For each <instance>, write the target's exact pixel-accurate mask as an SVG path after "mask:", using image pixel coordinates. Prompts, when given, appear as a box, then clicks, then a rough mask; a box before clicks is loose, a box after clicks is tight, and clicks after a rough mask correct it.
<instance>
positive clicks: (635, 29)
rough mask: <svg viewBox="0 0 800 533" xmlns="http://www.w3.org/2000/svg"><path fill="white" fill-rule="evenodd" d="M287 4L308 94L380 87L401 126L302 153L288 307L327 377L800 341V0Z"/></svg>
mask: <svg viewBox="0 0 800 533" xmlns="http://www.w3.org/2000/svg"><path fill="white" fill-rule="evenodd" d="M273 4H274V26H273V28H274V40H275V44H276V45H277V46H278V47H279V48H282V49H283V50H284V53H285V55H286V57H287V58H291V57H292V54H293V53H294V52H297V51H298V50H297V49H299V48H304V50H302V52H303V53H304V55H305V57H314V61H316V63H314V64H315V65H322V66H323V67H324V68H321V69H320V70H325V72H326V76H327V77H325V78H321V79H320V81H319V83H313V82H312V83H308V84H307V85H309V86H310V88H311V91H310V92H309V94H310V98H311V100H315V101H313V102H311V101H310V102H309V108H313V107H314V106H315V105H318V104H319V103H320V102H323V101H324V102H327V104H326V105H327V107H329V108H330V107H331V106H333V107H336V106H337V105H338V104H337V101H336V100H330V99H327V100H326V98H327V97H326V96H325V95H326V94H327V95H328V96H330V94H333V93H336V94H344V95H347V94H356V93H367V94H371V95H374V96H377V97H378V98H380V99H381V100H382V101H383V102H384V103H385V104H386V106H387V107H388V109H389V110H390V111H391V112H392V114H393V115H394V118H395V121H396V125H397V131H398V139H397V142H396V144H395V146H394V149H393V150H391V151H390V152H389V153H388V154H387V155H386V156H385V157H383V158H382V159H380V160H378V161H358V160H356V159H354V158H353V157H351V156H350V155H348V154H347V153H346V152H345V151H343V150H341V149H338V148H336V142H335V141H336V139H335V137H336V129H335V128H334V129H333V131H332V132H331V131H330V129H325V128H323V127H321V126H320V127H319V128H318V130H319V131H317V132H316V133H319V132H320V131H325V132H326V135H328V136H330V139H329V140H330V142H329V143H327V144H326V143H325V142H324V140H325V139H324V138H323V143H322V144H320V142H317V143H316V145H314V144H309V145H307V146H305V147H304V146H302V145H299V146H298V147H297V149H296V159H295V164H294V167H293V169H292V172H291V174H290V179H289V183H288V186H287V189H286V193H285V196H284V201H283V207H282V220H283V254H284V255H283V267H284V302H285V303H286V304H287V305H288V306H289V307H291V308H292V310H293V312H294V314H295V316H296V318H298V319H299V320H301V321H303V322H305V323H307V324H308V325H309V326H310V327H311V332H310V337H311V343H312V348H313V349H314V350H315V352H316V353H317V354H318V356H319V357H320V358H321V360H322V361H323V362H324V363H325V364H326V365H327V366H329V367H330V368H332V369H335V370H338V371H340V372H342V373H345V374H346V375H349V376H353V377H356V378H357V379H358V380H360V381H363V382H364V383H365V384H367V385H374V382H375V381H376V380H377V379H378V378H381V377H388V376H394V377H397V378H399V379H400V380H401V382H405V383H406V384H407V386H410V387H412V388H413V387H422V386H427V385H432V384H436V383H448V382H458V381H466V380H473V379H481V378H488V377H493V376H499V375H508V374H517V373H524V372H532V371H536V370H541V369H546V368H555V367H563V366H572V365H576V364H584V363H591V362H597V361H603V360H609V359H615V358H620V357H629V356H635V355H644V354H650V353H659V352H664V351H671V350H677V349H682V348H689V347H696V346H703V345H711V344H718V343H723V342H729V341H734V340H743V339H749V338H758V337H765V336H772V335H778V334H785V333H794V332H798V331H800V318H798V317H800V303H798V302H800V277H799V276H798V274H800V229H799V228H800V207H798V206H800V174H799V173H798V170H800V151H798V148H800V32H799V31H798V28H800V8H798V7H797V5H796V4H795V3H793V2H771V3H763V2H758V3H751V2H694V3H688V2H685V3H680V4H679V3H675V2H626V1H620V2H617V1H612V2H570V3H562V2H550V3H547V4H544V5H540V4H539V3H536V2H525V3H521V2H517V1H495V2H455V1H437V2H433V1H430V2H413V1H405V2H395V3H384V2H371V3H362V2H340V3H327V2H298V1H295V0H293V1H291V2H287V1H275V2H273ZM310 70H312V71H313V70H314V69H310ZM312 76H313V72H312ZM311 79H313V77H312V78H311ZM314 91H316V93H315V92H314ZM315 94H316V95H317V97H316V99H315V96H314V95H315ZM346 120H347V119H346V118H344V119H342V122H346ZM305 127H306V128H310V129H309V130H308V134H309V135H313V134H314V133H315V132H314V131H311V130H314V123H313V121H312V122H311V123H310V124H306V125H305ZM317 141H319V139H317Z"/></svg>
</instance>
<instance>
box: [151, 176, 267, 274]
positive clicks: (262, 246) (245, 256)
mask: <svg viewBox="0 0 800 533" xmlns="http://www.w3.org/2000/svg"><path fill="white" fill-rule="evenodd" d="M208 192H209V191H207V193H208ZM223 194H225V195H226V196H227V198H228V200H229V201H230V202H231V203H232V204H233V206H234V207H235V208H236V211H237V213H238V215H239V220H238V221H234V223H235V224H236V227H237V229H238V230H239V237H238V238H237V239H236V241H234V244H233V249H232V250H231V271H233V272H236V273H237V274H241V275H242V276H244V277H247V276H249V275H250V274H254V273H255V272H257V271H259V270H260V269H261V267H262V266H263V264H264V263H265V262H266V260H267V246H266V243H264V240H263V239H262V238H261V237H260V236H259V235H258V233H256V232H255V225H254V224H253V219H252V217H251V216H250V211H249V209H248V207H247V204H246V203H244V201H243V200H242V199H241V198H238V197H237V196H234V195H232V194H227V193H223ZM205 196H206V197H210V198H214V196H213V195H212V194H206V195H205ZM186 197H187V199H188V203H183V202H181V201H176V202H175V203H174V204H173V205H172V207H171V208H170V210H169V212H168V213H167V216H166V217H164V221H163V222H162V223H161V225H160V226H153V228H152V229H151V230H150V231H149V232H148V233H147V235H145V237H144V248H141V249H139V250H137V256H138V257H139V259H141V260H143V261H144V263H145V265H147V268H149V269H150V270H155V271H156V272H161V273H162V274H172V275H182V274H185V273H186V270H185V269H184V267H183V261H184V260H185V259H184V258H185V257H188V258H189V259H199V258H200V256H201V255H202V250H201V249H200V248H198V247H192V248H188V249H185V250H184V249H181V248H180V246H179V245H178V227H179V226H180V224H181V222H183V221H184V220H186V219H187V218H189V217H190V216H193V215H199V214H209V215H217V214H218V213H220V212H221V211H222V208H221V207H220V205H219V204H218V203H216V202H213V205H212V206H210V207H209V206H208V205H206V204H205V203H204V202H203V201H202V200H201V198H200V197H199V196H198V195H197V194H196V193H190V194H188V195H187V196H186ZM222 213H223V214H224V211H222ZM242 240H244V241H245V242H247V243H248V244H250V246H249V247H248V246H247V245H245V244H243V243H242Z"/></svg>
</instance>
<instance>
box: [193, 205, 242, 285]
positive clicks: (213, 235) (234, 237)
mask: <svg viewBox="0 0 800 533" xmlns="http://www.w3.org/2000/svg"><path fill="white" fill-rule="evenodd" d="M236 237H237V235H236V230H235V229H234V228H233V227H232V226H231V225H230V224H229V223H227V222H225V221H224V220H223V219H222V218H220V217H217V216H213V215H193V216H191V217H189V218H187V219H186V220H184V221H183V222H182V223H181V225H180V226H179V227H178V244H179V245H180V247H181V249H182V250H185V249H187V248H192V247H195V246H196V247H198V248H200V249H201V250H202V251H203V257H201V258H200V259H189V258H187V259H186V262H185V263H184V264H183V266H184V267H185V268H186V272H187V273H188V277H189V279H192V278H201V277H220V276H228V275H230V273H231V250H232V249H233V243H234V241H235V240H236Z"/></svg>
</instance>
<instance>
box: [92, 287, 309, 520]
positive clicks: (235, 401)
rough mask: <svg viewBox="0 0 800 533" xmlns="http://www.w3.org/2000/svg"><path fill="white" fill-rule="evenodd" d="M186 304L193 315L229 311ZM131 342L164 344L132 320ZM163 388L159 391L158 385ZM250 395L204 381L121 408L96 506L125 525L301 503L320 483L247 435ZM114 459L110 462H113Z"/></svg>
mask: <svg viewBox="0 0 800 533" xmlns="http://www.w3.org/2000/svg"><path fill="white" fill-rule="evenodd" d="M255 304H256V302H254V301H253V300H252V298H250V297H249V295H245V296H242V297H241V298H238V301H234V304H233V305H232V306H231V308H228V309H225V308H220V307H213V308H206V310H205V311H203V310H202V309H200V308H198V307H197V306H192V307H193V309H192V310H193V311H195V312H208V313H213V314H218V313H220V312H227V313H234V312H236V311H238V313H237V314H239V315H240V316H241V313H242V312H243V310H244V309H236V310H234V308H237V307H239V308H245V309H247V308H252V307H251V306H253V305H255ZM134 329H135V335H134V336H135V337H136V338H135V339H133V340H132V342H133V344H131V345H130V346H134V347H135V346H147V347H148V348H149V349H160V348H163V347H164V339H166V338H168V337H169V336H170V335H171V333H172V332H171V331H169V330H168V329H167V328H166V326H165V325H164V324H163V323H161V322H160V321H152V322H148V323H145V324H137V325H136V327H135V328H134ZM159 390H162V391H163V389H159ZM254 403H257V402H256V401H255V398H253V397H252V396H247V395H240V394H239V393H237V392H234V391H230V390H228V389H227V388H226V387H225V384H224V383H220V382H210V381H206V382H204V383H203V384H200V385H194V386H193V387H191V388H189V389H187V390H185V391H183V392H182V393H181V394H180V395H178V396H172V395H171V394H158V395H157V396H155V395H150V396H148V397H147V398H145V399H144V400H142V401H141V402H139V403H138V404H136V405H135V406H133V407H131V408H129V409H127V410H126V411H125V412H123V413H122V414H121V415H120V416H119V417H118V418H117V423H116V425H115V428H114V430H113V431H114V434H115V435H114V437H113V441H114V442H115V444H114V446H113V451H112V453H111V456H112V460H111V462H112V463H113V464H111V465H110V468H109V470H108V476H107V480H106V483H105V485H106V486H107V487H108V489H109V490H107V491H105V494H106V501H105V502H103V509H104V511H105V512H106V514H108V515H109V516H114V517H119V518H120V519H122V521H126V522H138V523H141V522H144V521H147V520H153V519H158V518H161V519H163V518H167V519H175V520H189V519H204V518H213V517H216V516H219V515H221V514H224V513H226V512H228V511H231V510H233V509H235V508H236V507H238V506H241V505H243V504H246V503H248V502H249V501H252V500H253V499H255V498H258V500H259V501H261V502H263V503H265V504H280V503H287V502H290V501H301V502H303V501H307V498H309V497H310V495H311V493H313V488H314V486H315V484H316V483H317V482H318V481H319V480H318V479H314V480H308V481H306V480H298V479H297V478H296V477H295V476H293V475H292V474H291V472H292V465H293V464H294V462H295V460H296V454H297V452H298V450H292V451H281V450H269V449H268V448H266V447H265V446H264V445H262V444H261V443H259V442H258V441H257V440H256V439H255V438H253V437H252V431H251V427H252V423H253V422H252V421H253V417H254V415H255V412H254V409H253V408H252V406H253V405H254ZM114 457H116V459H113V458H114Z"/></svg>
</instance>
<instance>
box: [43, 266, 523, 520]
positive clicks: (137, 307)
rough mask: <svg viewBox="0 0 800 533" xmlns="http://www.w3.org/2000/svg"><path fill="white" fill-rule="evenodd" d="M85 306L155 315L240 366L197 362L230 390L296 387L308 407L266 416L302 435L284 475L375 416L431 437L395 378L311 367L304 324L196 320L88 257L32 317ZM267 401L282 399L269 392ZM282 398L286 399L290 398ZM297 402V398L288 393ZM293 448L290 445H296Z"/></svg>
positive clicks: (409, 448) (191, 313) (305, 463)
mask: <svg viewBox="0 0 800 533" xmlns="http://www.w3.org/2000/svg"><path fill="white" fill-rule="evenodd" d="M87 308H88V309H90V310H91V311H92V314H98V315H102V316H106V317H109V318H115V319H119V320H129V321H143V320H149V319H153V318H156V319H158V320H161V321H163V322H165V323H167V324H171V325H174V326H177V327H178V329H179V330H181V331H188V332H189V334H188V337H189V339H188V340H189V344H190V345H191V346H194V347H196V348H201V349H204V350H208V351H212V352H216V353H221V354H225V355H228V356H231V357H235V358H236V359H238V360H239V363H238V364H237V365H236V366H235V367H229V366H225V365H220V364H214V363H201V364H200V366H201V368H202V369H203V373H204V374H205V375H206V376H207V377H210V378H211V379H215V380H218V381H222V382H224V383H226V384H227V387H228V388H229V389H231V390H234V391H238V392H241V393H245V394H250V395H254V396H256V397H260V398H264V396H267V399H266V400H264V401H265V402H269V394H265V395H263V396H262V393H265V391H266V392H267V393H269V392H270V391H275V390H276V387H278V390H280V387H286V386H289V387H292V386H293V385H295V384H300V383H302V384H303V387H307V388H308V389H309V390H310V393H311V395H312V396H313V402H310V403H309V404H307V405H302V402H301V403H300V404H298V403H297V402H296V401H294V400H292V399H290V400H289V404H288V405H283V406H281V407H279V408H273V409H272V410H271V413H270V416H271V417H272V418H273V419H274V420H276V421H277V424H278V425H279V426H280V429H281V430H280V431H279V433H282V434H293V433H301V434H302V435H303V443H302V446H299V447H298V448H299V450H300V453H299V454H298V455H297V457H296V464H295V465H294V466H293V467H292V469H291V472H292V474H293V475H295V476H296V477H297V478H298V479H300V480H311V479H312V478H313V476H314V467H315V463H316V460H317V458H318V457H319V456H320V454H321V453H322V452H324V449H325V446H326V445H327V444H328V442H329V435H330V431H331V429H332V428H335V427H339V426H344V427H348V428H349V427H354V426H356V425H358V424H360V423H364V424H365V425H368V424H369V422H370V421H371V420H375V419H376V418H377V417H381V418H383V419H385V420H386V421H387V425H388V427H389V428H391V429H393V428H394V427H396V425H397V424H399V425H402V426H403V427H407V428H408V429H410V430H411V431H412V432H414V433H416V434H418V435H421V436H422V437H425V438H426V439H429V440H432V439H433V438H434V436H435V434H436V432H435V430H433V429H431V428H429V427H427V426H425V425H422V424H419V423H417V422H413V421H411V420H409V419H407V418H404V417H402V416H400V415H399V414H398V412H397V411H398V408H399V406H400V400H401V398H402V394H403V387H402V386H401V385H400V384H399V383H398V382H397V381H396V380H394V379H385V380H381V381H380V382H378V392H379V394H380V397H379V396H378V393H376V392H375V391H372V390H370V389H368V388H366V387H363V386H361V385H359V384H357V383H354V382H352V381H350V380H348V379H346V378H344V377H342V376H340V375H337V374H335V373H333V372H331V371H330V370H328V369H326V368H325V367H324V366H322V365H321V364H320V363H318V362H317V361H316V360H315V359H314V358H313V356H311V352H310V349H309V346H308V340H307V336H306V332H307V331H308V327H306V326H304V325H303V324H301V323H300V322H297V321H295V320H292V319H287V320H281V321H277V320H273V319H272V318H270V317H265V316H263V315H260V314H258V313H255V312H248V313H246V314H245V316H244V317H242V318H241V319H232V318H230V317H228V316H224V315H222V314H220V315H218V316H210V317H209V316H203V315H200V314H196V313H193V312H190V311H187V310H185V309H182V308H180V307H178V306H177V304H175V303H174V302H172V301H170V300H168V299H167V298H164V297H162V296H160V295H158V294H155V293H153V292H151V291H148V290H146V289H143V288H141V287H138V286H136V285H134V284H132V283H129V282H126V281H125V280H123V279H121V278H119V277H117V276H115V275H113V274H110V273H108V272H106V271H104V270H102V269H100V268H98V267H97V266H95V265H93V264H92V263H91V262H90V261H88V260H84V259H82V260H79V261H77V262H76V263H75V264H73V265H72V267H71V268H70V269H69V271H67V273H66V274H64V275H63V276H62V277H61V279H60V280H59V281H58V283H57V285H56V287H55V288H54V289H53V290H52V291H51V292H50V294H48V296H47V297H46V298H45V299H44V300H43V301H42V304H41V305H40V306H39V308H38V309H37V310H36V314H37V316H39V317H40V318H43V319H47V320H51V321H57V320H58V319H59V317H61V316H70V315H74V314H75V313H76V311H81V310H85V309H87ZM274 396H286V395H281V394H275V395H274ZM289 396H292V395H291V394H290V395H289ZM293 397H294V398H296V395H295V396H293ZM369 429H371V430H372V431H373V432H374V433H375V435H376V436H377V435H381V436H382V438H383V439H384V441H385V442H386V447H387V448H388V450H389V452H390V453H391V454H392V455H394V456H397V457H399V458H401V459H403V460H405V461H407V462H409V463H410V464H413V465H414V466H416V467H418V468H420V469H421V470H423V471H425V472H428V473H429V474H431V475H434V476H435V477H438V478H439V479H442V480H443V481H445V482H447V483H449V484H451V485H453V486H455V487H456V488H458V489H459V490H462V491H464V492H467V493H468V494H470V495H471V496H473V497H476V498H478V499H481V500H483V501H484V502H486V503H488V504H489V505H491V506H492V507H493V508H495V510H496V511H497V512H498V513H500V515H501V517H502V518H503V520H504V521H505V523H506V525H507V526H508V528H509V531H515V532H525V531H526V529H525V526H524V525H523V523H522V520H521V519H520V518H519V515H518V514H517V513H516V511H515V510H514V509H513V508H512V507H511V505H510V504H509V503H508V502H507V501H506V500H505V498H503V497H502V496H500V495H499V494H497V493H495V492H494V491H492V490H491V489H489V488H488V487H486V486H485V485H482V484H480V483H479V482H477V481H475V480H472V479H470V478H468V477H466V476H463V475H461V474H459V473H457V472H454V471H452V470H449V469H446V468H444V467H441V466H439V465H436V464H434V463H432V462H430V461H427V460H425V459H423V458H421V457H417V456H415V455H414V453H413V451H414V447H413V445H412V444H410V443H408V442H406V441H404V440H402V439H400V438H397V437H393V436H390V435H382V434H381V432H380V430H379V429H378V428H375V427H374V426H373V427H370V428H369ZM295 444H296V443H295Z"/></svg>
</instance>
● ● ● ● ● ● ●
*Brief*: Among the lines of the material, find those holding the word "positive" and return them.

*Task response*:
positive clicks: (635, 29)
positive clicks: (262, 246) (245, 256)
positive clicks: (213, 235) (234, 237)
positive clicks: (235, 401)
positive clicks: (137, 307)
positive clicks: (409, 448) (191, 313) (305, 463)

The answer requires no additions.